Return the lines of the data below verbatim, from the line containing "on the corner" through the end of the data, omitting the pictures.

====================

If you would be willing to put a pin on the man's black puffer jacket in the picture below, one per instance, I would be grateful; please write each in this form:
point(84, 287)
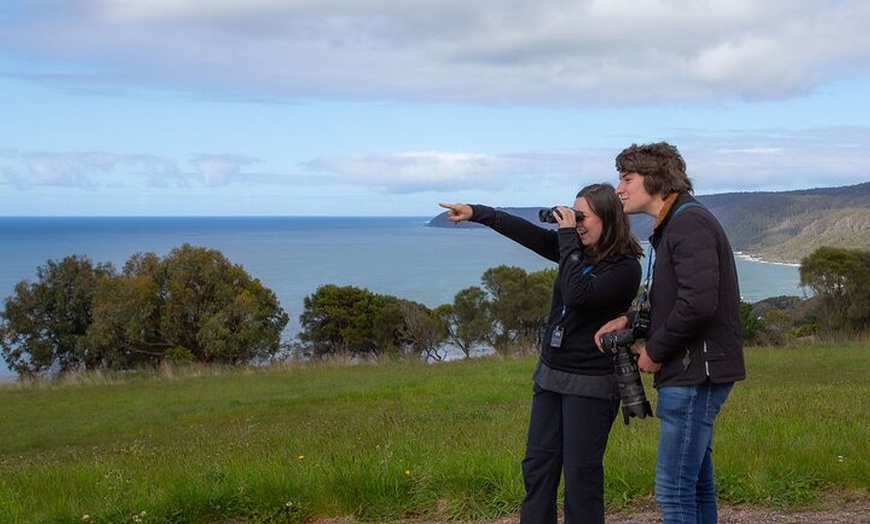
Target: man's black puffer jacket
point(695, 329)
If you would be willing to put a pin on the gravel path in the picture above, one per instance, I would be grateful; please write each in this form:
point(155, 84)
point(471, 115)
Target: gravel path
point(835, 511)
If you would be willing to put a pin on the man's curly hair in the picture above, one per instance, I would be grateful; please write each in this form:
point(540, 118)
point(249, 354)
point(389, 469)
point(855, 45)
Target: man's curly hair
point(661, 165)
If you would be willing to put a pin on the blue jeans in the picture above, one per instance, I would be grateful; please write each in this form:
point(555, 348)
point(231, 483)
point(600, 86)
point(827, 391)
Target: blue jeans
point(684, 465)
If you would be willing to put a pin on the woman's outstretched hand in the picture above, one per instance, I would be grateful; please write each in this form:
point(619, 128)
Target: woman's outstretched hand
point(457, 212)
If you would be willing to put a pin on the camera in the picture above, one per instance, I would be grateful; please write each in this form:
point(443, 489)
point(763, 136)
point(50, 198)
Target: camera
point(634, 402)
point(549, 215)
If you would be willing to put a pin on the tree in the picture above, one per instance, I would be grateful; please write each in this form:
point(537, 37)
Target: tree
point(841, 280)
point(354, 322)
point(520, 304)
point(468, 321)
point(423, 331)
point(192, 305)
point(212, 308)
point(44, 323)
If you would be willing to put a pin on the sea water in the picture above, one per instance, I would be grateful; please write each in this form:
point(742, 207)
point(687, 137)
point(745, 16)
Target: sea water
point(293, 256)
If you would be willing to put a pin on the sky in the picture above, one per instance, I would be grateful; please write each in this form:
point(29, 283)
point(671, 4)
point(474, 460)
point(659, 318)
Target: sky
point(387, 107)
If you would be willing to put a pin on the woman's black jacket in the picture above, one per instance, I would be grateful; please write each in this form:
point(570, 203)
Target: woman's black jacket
point(591, 294)
point(695, 330)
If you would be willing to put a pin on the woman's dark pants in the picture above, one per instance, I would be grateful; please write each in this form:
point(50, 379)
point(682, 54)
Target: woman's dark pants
point(566, 432)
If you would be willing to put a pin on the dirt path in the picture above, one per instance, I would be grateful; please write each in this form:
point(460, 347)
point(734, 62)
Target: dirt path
point(833, 511)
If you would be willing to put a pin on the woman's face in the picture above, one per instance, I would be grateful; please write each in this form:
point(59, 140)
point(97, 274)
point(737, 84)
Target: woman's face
point(590, 227)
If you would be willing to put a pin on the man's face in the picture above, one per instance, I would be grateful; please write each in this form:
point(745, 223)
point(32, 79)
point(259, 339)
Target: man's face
point(633, 196)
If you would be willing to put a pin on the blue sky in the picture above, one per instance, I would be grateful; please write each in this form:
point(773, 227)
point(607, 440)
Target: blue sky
point(386, 107)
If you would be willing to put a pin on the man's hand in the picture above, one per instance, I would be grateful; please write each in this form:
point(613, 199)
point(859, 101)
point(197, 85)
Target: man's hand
point(644, 363)
point(614, 325)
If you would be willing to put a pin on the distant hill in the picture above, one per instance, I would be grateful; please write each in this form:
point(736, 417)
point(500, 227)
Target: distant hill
point(778, 226)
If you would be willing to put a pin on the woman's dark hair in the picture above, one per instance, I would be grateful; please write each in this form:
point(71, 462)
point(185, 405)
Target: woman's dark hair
point(616, 238)
point(660, 164)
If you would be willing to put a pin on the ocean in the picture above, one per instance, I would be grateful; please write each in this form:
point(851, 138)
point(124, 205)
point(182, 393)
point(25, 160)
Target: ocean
point(293, 256)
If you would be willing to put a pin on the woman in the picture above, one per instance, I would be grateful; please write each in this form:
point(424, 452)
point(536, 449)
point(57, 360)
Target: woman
point(575, 394)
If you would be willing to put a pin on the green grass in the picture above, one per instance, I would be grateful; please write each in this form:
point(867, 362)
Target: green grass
point(389, 441)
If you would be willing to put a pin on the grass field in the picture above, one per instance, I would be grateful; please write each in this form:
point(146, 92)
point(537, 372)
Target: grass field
point(388, 441)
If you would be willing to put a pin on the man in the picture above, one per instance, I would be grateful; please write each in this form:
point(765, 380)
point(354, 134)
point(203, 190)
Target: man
point(693, 344)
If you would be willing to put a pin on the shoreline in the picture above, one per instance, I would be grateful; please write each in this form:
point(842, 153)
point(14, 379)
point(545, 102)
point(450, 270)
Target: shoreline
point(753, 257)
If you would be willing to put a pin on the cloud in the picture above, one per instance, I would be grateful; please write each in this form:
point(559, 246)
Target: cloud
point(722, 162)
point(551, 52)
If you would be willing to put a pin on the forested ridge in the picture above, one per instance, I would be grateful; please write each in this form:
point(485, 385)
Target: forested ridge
point(778, 226)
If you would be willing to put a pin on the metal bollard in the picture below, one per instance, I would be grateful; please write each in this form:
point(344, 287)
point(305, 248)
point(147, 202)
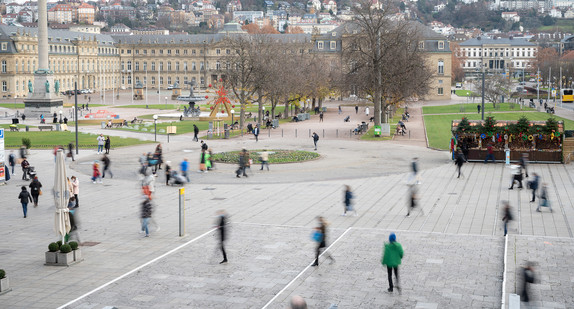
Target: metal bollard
point(181, 212)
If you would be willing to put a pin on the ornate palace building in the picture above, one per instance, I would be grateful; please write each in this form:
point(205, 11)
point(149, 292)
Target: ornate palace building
point(105, 62)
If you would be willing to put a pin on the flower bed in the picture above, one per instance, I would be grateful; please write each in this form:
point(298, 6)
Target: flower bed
point(275, 156)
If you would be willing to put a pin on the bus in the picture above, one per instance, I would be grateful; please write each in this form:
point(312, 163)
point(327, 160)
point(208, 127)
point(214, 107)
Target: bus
point(567, 95)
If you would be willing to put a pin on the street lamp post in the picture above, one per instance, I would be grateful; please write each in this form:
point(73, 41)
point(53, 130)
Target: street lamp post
point(155, 128)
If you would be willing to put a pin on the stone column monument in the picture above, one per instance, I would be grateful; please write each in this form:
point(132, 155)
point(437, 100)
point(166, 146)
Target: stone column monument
point(42, 95)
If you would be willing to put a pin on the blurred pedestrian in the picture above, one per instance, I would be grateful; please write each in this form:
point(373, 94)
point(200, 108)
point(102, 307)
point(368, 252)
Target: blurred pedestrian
point(184, 166)
point(414, 176)
point(101, 142)
point(208, 160)
point(264, 157)
point(507, 216)
point(146, 215)
point(524, 163)
point(202, 165)
point(321, 239)
point(533, 185)
point(106, 161)
point(256, 132)
point(413, 201)
point(195, 132)
point(489, 154)
point(35, 190)
point(243, 163)
point(516, 173)
point(12, 160)
point(71, 151)
point(24, 197)
point(348, 196)
point(544, 202)
point(96, 176)
point(107, 144)
point(459, 161)
point(167, 172)
point(76, 189)
point(25, 168)
point(222, 229)
point(392, 256)
point(315, 139)
point(528, 278)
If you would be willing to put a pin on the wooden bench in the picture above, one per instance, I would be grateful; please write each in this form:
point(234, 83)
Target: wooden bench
point(41, 128)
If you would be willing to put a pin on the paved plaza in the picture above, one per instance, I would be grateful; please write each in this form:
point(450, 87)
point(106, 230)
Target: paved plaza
point(454, 252)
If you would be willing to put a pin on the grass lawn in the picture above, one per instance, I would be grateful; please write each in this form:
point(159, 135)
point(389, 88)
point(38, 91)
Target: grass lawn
point(464, 93)
point(370, 135)
point(471, 107)
point(438, 126)
point(12, 105)
point(50, 139)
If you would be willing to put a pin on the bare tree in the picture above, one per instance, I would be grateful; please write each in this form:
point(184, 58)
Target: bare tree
point(240, 69)
point(386, 62)
point(495, 86)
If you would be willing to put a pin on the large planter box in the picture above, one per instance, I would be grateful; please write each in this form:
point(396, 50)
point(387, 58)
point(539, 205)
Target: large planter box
point(5, 286)
point(500, 156)
point(51, 257)
point(77, 255)
point(65, 259)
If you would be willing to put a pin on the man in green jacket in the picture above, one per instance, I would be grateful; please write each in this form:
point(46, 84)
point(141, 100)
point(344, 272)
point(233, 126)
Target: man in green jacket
point(392, 259)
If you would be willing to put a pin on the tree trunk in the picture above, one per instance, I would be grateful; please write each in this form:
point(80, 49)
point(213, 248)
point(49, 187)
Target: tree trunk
point(378, 109)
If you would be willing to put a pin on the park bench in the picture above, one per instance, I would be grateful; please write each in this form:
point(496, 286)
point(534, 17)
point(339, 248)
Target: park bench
point(41, 128)
point(117, 123)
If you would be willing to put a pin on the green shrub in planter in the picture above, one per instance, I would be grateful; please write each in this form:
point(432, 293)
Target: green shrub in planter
point(73, 244)
point(26, 142)
point(65, 248)
point(53, 247)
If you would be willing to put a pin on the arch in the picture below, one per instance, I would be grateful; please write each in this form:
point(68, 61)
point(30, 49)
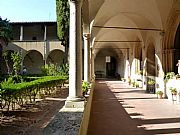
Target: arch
point(7, 65)
point(168, 47)
point(33, 61)
point(55, 57)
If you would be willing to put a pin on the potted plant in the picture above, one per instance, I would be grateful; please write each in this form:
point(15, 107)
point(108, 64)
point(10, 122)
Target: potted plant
point(85, 87)
point(173, 90)
point(159, 94)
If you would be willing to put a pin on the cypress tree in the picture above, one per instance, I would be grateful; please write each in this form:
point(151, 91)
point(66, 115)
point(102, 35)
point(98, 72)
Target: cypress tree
point(62, 12)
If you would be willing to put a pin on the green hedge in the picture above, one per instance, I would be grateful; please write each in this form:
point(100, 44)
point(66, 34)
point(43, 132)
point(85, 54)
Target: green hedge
point(21, 93)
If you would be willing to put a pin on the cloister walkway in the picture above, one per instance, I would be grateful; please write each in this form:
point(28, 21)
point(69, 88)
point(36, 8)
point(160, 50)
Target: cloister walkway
point(118, 109)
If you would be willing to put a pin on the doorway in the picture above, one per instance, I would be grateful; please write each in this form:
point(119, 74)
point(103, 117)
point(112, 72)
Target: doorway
point(111, 68)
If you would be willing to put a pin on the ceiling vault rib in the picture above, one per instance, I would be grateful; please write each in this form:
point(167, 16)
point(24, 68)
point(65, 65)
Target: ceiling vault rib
point(127, 28)
point(116, 41)
point(113, 48)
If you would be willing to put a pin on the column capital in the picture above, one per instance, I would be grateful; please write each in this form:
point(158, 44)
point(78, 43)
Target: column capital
point(87, 35)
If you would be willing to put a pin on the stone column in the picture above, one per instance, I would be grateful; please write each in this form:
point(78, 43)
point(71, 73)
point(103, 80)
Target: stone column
point(21, 33)
point(75, 54)
point(86, 57)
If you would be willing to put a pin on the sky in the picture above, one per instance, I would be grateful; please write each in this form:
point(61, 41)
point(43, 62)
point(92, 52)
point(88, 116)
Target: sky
point(28, 10)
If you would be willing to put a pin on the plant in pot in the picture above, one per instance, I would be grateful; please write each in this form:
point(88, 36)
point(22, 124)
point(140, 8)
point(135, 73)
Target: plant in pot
point(85, 87)
point(159, 94)
point(173, 90)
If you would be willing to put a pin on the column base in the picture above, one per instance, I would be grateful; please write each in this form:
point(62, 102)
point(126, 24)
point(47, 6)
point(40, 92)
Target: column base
point(75, 102)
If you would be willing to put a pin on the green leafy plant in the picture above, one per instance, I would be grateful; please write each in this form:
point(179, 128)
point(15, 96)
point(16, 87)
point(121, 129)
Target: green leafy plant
point(159, 93)
point(173, 90)
point(151, 82)
point(63, 16)
point(169, 75)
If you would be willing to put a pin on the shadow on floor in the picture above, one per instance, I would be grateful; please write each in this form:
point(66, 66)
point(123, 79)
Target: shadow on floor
point(109, 117)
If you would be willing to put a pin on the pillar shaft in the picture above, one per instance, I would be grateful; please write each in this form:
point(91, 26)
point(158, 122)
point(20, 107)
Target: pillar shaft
point(21, 33)
point(92, 65)
point(86, 57)
point(75, 52)
point(45, 33)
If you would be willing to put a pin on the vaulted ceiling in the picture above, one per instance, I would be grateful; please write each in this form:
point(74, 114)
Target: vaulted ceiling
point(126, 20)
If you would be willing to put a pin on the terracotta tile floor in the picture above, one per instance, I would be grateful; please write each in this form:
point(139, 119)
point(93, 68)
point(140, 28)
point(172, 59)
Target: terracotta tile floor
point(118, 109)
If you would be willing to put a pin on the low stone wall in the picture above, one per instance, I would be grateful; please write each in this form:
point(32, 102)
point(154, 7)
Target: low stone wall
point(86, 116)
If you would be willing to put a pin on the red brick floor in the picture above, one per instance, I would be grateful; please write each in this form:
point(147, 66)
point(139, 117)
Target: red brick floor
point(118, 109)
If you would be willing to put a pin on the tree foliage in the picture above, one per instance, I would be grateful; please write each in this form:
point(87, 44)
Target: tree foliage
point(5, 31)
point(62, 11)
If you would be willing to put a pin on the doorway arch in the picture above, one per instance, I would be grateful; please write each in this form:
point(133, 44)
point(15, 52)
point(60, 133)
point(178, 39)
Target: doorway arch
point(151, 68)
point(108, 64)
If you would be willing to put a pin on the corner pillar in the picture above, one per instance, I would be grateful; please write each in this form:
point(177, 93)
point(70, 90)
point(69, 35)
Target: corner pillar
point(86, 57)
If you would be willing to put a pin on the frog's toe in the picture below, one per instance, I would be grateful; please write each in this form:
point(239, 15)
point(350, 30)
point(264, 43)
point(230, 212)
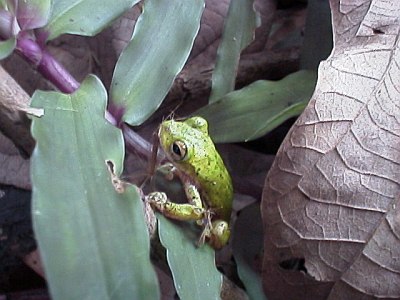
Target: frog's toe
point(220, 234)
point(157, 200)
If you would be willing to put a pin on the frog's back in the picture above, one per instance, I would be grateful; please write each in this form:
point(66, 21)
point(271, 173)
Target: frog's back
point(216, 184)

====================

→ Correct result
If you would be willing to put a pin on the corner pillar in the picture above, one per instance, I would be grateful; please write each in this form:
point(177, 93)
point(70, 90)
point(69, 35)
Target: corner pillar
point(86, 57)
If you would be willing to put a pin on the frog's toe in the picture below, one per instance, I would be grateful; please write each in this form:
point(239, 15)
point(350, 30)
point(264, 43)
point(230, 212)
Target: frog's toe
point(220, 234)
point(157, 200)
If you would be willing to put a pin on the frog's back in the picture above, one per instance, I would be grateful; please write each in this form:
point(66, 21)
point(271, 173)
Target: frog's back
point(216, 184)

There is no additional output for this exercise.